*** Page extract ***
I find myself split with my ire. We found out last night that a friend of my wife’s has been arrested for having child porn on his computer. If he’s found guilty, then he should obviously face the consequences. However I have a real problem with the local papers and TV news releasing not only his name and workplace, but also showing video of the front of his house while mentioning the street and block range (you know 3800 block of such and such street). What the hell? I mean come on…you really need to give out that much detail about this guy before he’s found guilty? Knowing what a hot topic and how emotional child porn makes people? I’m sure his wife and 2 kids are going to love the attention they’re sure to start recieving at home from this. Fucking asstards.
As much as I hate to be the bearer of bad news, there probably is a reason - they’re getting even worse. My mother got to the point where the only pair of shoes she could wear was no longer bearable, and had to have surgery. If you haven’t seen a doctor about your feet, you probably should, very soon.
He’s been in and out of the vet for an UTI, and we’re changing his food from low-grain food to that prescription w/d stuff. I suspect that’s what it was. But to be on the safe side, I’ll grab some tuna packed in oil for his dinner tonight.
If you’re finished, I wasn’t working for them, I was working for a travel guide company that mentioned them in one of their guides. It kind of blindsided me.
I let a friend drink from my coke today. He left a little bit of chewed up Dorito floating in it. It was gross.
April 24 is noted on our workplace calendar as “Jean’s Day”. Who is Jean and why is she worthy of a special day? Oh, wait a minute. It’s the last Friday of the month. It’s jeans day.
I was finished, but I can continue if you like.
*** End of Page extract ***
*** Supplied data ***
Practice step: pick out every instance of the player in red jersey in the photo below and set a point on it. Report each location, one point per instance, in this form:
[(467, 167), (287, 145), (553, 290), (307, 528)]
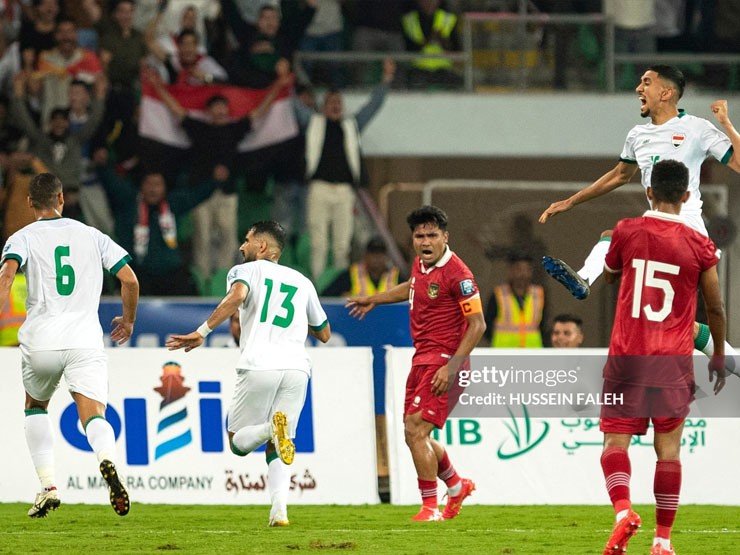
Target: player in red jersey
*** End of Supplied data ***
→ Work order
Rewrite the page extract with "coke" renamed "soda", beginning at the words "I let a friend" and stopping after "if you like.".

→ Task response
I let a friend drink from my soda today. He left a little bit of chewed up Dorito floating in it. It was gross.
April 24 is noted on our workplace calendar as “Jean’s Day”. Who is Jean and why is she worthy of a special day? Oh, wait a minute. It’s the last Friday of the month. It’s jeans day.
I was finished, but I can continue if you like.